Montréal - Politique municipale

Le retour d’une mairesse ou d’un maire d’arrondissement et l’abolition des conseillères et conseillers désignés pour Ville-Marie ?

Montréal lance une consultation sur la gouvernance de Ville-Marie


Jacques Nadeau, Archives Le Devoir
Depuis 2009, le poste de maire de Ville-Marie est de facto occupé par la personne élue à la mairie de Montréal, qui désigne aussi deux conseillers pour siéger au conseil d’arrondissement. Cette formule a été dénoncée à de nombreuses reprises au fil des ans par des citoyens qui y voient un déficit démocratique.

Jeanne Corriveau
22 h 29
Politique

Montréal souhaite entendre la population sur la gouvernance de l’arrondissement Ville-Marie d’ici la fin du mois de mars. Un des scénarios qui sera soumis à la consultation propose l’élection au suffrage universel du maire de l’arrondissement, en plus de l’abolition des postes de conseillers désignés au profit de conseillers élus par les citoyens du centre-ville.

Depuis 2009, le poste de maire de l’arrondissement de Ville-Marie est de facto occupé par la personne élue à la mairie de Montréal, qui désigne aussi deux conseillers pour siéger au conseil d’arrondissement. Cette formule a été dénoncée à de nombreuses reprises au fil des ans par des citoyens de l’arrondissement qui jugeaient inacceptable le déficit démocratique dont ils étaient victimes.

Éléments d'étiquetage des contours:
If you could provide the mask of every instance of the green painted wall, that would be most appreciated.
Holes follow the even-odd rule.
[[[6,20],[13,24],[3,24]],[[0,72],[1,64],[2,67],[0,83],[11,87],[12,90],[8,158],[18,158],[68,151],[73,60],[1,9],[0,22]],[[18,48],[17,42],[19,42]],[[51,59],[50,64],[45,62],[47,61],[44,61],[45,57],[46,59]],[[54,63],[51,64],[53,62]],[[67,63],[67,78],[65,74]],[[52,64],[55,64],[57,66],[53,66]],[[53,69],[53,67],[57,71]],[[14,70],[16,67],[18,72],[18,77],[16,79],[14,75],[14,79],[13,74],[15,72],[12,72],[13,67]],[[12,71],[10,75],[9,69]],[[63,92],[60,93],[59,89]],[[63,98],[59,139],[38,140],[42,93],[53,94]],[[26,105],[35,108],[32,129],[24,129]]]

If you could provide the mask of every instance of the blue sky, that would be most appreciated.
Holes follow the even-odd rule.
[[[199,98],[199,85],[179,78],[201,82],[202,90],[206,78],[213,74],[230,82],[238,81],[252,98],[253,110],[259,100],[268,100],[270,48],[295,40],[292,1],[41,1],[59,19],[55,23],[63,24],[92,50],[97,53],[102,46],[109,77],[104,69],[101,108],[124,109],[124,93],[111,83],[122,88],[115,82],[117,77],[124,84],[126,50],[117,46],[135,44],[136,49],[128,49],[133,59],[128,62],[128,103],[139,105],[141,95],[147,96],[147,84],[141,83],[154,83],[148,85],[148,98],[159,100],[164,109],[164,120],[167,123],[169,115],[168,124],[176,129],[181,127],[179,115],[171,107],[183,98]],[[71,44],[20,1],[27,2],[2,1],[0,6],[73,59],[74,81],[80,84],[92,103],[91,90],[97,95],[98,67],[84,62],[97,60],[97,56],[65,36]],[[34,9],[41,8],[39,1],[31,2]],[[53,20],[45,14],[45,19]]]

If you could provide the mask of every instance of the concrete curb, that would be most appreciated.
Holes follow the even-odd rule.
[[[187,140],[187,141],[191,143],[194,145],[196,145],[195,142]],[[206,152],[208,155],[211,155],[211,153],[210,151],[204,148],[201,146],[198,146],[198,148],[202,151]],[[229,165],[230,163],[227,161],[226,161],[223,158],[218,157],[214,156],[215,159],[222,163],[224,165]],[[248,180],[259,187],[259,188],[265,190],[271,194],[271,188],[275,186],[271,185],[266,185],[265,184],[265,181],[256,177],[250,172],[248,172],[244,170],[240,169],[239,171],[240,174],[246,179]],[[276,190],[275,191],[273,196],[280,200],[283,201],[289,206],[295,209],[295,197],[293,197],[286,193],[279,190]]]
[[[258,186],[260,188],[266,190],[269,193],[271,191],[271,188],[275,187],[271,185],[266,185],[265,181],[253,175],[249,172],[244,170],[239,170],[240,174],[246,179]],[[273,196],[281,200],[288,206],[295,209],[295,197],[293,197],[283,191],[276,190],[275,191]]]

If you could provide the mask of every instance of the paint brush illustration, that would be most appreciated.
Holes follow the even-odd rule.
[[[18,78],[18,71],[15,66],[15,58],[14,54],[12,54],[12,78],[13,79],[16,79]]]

- TÂCHE À RÉALISER -
Reproduisez à l'identique tout le passage de l'article ci-dessus sur la gouvernance de Ville-Marie, depuis « Montréal - Politique » jusqu'à « un déficit démocratique. » inclusivement.

- RÉPONSE -
Montréal - Politique municipale

Le retour d’une mairesse ou d’un maire d’arrondissement et l’abolition des conseillères et conseillers désignés pour Ville-Marie ?

Montréal lance une consultation sur la gouvernance de Ville-Marie


Jacques Nadeau, Archives Le Devoir
Depuis 2009, le poste de maire de Ville-Marie est de facto occupé par la personne élue à la mairie de Montréal, qui désigne aussi deux conseillers pour siéger au conseil d’arrondissement. Cette formule a été dénoncée à de nombreuses reprises au fil des ans par des citoyens qui y voient un déficit démocratique.